提示文:
塑弾性材料の好適な例には、塑弾性材料の総重量を基準として5重量%〜95重量%の範囲及び40重量%〜90重量%のエラストマー構成成分が挙げられる。塑弾性材料の好適な例には、塑弾性材料の総重量を基準として5重量%〜95重量%の範囲及び10重量%〜60重量%の塑性体構成成分が挙げられる。塑弾性材料が、混合された弾性繊維及び塑性体繊維を含む場合、弾性繊維は、混合された弾性及び塑性体繊維の総重量を基準として40重量%〜60重量%の量、例えば50重量%の量で含まれてもよい(おおよその残部は塑性体繊維である)。塑弾性材料が2成分繊維を含む場合、塑性体構成成分(例えば、シースの形態)は、2成分繊維の総重量を基準として、20重量%以下又は15重量%以下、例えば5重量%〜10重量%の量で含まれてもよい(おおよその残部は、例えば繊維芯のような弾性構成成分である)。塑弾性材料が塑弾性のブレンドを含む場合、弾性構成成分は、塑弾性のブレンドの総重量を基準として60重量%〜80重量%、例えば70重量%の量で含まれてもよい(おおよその残部は塑性体構成成分である)。いくつかの実施形態において、塑弾性材料は2つ以上のエラストマー構成成分及び/又は2つ以上の塑性体構成成分を含むことができ、この場合、規定された濃度範囲が適切な構成成分の合計に適用され、それぞれの構成成分は少なくとも5重量%の濃度で組み込まれてもよい。

記述問題:
次の1.〜3.がそれぞれ提示文の内容と一致するかを「はい」か「いいえ」で答え、判断の根拠となる提示文の語句をそのまま引用してください。
1. 混合された弾性繊維及び塑性体繊維を含む場合、弾性繊維は総重量の40重量%〜60重量%の量で含まれてもよい。
2. 2成分繊維を含む場合、塑性体構成成分は2成分繊維の総重量の少なくとも20重量%含まれる。
3. 2つ以上の構成成分を含む場合、規定された濃度範囲はそれぞれの構成成分に個別に適用される。

データ行:

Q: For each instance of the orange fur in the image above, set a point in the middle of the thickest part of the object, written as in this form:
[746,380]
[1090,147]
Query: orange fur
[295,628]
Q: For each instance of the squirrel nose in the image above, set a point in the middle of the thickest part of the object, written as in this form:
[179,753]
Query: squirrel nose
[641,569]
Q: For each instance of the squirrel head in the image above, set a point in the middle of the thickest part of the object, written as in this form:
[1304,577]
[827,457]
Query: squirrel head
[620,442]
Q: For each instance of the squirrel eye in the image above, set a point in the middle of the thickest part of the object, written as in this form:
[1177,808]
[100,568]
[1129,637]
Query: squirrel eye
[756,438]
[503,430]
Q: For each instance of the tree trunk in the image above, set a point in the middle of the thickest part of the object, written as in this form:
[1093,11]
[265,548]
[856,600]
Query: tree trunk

解答:
1. はい 「弾性繊維は、混合された弾性及び塑性体繊維の総重量を基準として40重量%〜60重量%の量、例えば50重量%の量で含まれてもよい」
2. いいえ 「2成分繊維の総重量を基準として、20重量%以下又は15重量%以下」
3. いいえ 「規定された濃度範囲が適切な構成成分の合計に適用され」